-- begin Records shown --

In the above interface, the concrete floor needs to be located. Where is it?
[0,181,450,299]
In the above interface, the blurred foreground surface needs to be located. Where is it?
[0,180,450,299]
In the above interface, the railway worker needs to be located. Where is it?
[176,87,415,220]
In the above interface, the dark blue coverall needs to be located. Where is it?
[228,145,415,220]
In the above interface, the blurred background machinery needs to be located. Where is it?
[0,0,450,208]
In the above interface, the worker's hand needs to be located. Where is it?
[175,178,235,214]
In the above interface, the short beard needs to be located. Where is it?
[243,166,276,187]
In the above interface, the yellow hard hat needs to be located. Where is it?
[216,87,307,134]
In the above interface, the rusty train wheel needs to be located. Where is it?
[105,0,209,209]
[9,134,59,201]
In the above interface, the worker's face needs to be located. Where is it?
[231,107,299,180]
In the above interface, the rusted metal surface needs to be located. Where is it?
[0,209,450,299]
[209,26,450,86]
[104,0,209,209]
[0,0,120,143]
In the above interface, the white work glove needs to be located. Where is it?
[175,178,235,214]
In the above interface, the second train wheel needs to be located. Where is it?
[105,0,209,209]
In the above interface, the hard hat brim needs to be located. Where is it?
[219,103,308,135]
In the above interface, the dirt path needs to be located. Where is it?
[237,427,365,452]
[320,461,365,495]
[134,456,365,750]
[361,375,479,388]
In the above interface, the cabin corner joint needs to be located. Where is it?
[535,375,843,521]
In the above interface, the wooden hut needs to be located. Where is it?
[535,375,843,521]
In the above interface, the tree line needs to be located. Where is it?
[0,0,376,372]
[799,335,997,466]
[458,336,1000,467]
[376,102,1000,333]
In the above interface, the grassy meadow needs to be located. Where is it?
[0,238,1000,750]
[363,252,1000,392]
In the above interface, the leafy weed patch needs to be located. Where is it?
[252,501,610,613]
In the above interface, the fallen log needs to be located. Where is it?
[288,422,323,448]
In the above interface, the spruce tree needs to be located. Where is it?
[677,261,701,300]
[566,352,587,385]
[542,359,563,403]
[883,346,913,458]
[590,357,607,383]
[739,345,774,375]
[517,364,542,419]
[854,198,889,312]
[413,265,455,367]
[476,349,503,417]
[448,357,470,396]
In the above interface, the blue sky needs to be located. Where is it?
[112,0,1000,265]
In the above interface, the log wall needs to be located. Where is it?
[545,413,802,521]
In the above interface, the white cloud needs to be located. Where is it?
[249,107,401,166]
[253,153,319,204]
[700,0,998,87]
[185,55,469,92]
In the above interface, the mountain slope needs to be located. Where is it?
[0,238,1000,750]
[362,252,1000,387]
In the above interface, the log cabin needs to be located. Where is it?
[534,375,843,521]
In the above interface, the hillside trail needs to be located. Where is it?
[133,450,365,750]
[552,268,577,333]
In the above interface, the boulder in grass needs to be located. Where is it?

-- end Records shown --

Problem to solve:
Reproduce every row above word for word.

Written response:
In the above interface, the concrete floor needs to be located. Where is it?
[0,181,450,299]
In the above interface, the blurred foreground surface needs to be located. Where is it?
[0,180,450,299]
In the above interface, the railway worker needs to be located. Where is it?
[176,87,415,220]
In the above interface, the dark blue coverall needs to be located. Where is it?
[228,145,415,220]
In the above interface, the blurred background machinery needs to be located. Where is it?
[0,0,450,208]
In the above interface, the worker's hand needs to be located. Where is it?
[175,178,235,214]
In the above interface, the short beard needs to be located. Where is it?
[243,166,276,187]
In the above interface, the yellow hard hat needs to be located. Where is it?
[216,87,307,134]
In the above interface, the rusty train wheel needs to be located. Where is it?
[105,0,209,209]
[9,134,59,201]
In the above interface, the worker's face needs to be located. Where is it?
[231,107,299,180]
In the above interface, the rusted metal surface needs to be located. Where is it?
[0,209,450,299]
[209,26,450,86]
[104,0,209,209]
[0,0,120,143]
In the above interface, the white work glove needs to be located. Where is it?
[175,178,235,214]
In the above interface, the second train wheel needs to be located. Where is it?
[105,0,209,209]
In the above interface, the hard hat brim needs to be located. Where is it?
[219,103,308,135]
In the above interface, the dirt path needs to be located. Where is it?
[237,427,365,452]
[320,461,365,495]
[134,456,365,750]
[361,375,479,388]
In the above interface, the cabin corner joint needs to be located. Where is it?
[535,375,843,521]
In the above interface, the wooden hut needs to be located. Where is it?
[535,375,843,521]
In the above interface, the tree line needs to be located. Where is it?
[0,0,376,372]
[799,335,997,466]
[458,336,1000,467]
[376,102,1000,333]
In the above interface, the grassy meadow needs to be located. Where is it?
[0,238,1000,750]
[363,252,1000,392]
In the above interface, the leafy weed patch needs to be located. Where is it?
[252,501,610,613]
In the above interface, the fallen log needs to be located. Where is it?
[288,422,323,448]
In the above interface, the spruce tree needs to be located. Where is it?
[677,261,701,300]
[566,352,587,385]
[542,359,563,403]
[883,346,913,458]
[590,357,607,383]
[739,345,774,375]
[517,364,542,419]
[854,198,889,312]
[413,265,455,367]
[476,349,503,417]
[448,357,470,396]
In the above interface, the blue sky needs to be located. Where is it?
[112,0,1000,265]
In the above interface, the log wall needs to be located. Where is it?
[545,413,802,521]
In the above interface, the white cloud needs to be located. Where is it?
[249,107,401,166]
[253,153,319,204]
[700,0,998,87]
[185,55,469,92]
In the above interface, the mountain slope needs to be located. Where is it?
[0,238,1000,750]
[362,252,1000,387]
In the above interface, the log cabin needs to be located. Where is it?
[534,375,843,521]
In the above interface, the hillside trail needs to be located. Where is it?
[133,450,365,750]
[552,268,577,333]
In the above interface, the boulder in grass needs to be located. Where is it?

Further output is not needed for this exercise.